▶ [TASK GOAL] The task calls for each record to be given again unchanged, minus any pictures.

----- GIVEN DATA -----

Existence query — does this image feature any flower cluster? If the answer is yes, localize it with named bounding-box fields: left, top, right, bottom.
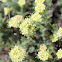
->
left=0, top=0, right=7, bottom=2
left=29, top=0, right=45, bottom=23
left=8, top=15, right=23, bottom=28
left=57, top=27, right=62, bottom=38
left=56, top=49, right=62, bottom=59
left=35, top=0, right=45, bottom=13
left=40, top=44, right=47, bottom=51
left=9, top=45, right=27, bottom=62
left=18, top=0, right=26, bottom=7
left=37, top=44, right=52, bottom=61
left=7, top=0, right=46, bottom=36
left=50, top=34, right=58, bottom=42
left=31, top=12, right=42, bottom=22
left=19, top=18, right=36, bottom=36
left=38, top=50, right=49, bottom=61
left=28, top=0, right=46, bottom=24
left=35, top=4, right=45, bottom=13
left=4, top=7, right=10, bottom=15
left=50, top=27, right=62, bottom=42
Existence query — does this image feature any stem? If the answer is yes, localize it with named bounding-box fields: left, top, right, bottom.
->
left=49, top=0, right=52, bottom=10
left=21, top=6, right=24, bottom=15
left=8, top=12, right=10, bottom=19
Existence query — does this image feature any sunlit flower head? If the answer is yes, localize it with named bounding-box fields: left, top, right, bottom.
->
left=31, top=12, right=42, bottom=22
left=14, top=15, right=23, bottom=22
left=8, top=15, right=23, bottom=28
left=4, top=7, right=10, bottom=15
left=50, top=34, right=58, bottom=42
left=1, top=0, right=7, bottom=2
left=56, top=49, right=62, bottom=59
left=18, top=0, right=26, bottom=7
left=35, top=3, right=45, bottom=13
left=19, top=18, right=36, bottom=36
left=38, top=50, right=49, bottom=61
left=9, top=45, right=27, bottom=62
left=57, top=27, right=62, bottom=38
left=40, top=44, right=47, bottom=51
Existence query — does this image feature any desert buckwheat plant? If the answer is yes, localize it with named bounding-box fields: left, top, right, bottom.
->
left=0, top=0, right=62, bottom=62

-----

▶ [RESULT OF THIS TASK]
Existence query — does this image feature any flower cluster? If the answer is yes, localize it with named bounding-box fields: left, top, right, bottom.
->
left=0, top=0, right=7, bottom=2
left=29, top=0, right=45, bottom=23
left=8, top=15, right=23, bottom=28
left=57, top=27, right=62, bottom=38
left=56, top=49, right=62, bottom=59
left=35, top=0, right=45, bottom=13
left=40, top=44, right=47, bottom=51
left=9, top=45, right=27, bottom=62
left=18, top=0, right=26, bottom=7
left=37, top=44, right=52, bottom=61
left=7, top=0, right=46, bottom=36
left=50, top=34, right=58, bottom=42
left=31, top=12, right=42, bottom=22
left=19, top=18, right=36, bottom=36
left=38, top=50, right=49, bottom=61
left=28, top=0, right=46, bottom=24
left=35, top=4, right=45, bottom=13
left=4, top=7, right=10, bottom=15
left=50, top=27, right=62, bottom=42
Existence query — does this image feature any stem? If the answer is yes, localize it with named bounding-box fields: left, top, right, bottom.
->
left=49, top=0, right=52, bottom=10
left=21, top=6, right=24, bottom=15
left=8, top=12, right=10, bottom=19
Existence query — does this image feature any sunlit flower head? If the answer is yes, localize it with named bounding-box fields: left, top, right, bottom.
->
left=31, top=12, right=42, bottom=22
left=14, top=15, right=23, bottom=22
left=8, top=15, right=23, bottom=28
left=4, top=7, right=10, bottom=15
left=50, top=34, right=58, bottom=42
left=1, top=0, right=7, bottom=2
left=56, top=49, right=62, bottom=59
left=18, top=0, right=26, bottom=7
left=35, top=3, right=45, bottom=13
left=19, top=18, right=36, bottom=36
left=38, top=50, right=49, bottom=61
left=9, top=45, right=27, bottom=62
left=57, top=27, right=62, bottom=38
left=40, top=44, right=47, bottom=51
Existence query — does this image feature any desert buckwheat plant? If the answer is yes, localize it with named bounding-box fields: left, top, right, bottom.
->
left=0, top=0, right=62, bottom=62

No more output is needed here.